● **Required tasks**:
1) In the Conrad passage, where did the writer buy Ford's book?
2) Extract from the Conrad passage the stretch starting at "I doubt this" and ending at "than it states.", copied word for word.
3) According to the Conrad passage, which moral attributes does "oaken" connote in English? List each one.

──────── Source extract ────────

’Joseph Conrad – A Personal Remembrance’ by Ford Madox Ford, written immediately after Conrad’s death, published 1924. I bought it in a secondhand bookshop at The Guildhall in Lavenham (Suffolk). Ford is always engaging, entertaining and completely unreliable. So these comments may have no basis in fact, but this is what he says Conrad thought of poetry, and the English language:
“Conrad, however, knew nothing of, and cared less for, English verse – and (had a) hatred for English as a prose medium……. Conrad’s indictment of the English language was this, that no English word is a word: that all English words are instruments for exciting blurred emotions. ‘Oaken’ in French means ‘made of oak wood’— nothing more. ‘Oaken’ in English connotes innumerable moral attributes: stolidity, resolution, honesty etc.. The consequence is, that no English word has clean edges: a reader is always, for a fraction of a second, uncertain as to which meaning of the word the writer may intend”.
I doubt this is a distinction between English and other languages (though Conrad was fluent in Polish and French). It may express the non-native speaker’s frustration at all the nuances he may never quite acquire. It might well be a distinction between poetry and prose. What Conrad calls ‘blurred’ in prose can be a virtue in poetry. Just a few years later, at the end of the twenties, William Empson was saying (in ‘Seven Types of Ambiguity’) that it is fundamental to poetry that ‘a word, a syntax, or a grammatical structure, while making only one statement, is effective in several ways at once.’ That’s what poetry does, it suggests more than it states.
Ford himself was a poet (mostly unread now) and enthusiast for poetry. He lauded praise on Pound’s Chinese ‘translations’ in Cathay: ‘Mr Pound’s little volume is like a door in a wall, opening suddenly upon fields of an extreme beauty….. the power to express emotion so that it shall communicate itself intact and exactly..’ Too much puffery? That was Ford’s style. He knew what he liked, and what was worthy of mockery. In ‘Ancient Lights’ he remembers the poetry readings of his youth, a Pre-Raphaelite childhood ( the Rossettis were his cousins, his grandfather was the painter Ford Madox Brown):
“Mournfully then, up and down the stone staircases, there would flow two hollow sounds. For, in those days, it was the habit of all poets and poetesses to read aloud upon every possible occasion, and whenever they read aloud to employ an imitation of the voice invented by the late Lord Tennyson and known, in those days, as the ore rotundo — ‘with the round mouth mouthing out their hollow o’s and a’s.’ The effect of this voice heard from outside a door was to a young child particularly awful. It went on and on, suggesting the muffled baying of a large hound that is permanently dissatisfied with the world.”

──────── Data section ────────

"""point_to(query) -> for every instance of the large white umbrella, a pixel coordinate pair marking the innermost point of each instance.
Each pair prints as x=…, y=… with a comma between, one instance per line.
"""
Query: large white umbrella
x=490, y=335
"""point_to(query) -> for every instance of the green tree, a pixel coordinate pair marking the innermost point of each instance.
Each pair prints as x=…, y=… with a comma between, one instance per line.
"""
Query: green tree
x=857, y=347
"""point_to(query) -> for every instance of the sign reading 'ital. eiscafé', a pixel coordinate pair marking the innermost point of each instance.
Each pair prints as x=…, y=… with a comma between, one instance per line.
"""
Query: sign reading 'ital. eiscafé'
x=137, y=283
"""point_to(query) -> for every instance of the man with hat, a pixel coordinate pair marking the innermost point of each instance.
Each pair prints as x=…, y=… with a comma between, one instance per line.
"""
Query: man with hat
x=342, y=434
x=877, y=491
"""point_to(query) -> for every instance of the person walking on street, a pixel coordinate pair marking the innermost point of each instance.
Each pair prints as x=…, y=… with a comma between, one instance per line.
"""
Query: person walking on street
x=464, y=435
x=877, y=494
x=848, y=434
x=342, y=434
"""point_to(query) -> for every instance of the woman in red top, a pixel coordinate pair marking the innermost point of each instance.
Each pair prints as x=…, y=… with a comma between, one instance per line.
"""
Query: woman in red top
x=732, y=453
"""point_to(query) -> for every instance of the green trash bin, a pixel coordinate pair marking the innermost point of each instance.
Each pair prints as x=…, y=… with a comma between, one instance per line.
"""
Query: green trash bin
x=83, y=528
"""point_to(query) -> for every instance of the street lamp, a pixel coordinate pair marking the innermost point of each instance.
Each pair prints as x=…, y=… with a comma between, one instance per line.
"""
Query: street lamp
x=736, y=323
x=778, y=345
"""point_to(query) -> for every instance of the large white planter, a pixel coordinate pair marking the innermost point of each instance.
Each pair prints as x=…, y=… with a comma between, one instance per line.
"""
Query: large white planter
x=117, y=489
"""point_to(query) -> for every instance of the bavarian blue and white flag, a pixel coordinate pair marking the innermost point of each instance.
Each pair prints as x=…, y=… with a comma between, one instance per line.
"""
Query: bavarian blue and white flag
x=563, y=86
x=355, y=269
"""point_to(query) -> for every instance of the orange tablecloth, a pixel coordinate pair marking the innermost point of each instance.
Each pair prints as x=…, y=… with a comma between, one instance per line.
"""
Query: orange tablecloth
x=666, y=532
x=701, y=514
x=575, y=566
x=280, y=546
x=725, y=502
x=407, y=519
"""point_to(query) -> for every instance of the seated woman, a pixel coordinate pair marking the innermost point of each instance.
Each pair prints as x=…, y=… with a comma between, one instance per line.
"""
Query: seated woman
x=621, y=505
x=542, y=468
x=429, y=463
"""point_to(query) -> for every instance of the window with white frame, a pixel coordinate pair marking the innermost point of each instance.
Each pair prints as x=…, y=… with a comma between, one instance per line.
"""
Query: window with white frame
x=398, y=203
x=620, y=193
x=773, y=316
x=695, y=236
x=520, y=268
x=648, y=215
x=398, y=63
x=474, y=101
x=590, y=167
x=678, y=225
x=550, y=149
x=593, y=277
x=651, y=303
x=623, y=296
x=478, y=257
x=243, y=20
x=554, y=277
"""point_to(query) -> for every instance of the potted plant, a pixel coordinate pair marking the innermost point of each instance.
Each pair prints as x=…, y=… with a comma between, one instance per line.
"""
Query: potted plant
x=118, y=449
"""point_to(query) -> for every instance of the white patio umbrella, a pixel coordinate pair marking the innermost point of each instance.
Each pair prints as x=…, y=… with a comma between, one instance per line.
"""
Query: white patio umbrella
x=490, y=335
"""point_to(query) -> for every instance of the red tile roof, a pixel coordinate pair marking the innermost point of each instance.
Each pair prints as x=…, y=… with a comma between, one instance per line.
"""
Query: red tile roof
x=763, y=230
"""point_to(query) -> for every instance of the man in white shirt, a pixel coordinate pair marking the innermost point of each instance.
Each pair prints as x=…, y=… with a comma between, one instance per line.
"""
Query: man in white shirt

────────

● **Task results**:
1) In a secondhand bookshop at The Guildhall in Lavenham, Suffolk.

2)
I doubt this is a distinction between English and other languages (though Conrad was fluent in Polish and French). It may express the non-native speaker’s frustration at all the nuances he may never quite acquire. It might well be a distinction between poetry and prose. What Conrad calls ‘blurred’ in prose can be a virtue in poetry. Just a few years later, at the end of the twenties, William Empson was saying (in ‘Seven Types of Ambiguity’) that it is fundamental to poetry that ‘a word, a syntax, or a grammatical structure, while making only one statement, is effective in several ways at once.’ That’s what poetry does, it suggests more than it states.

3) stolidity, resolution, honesty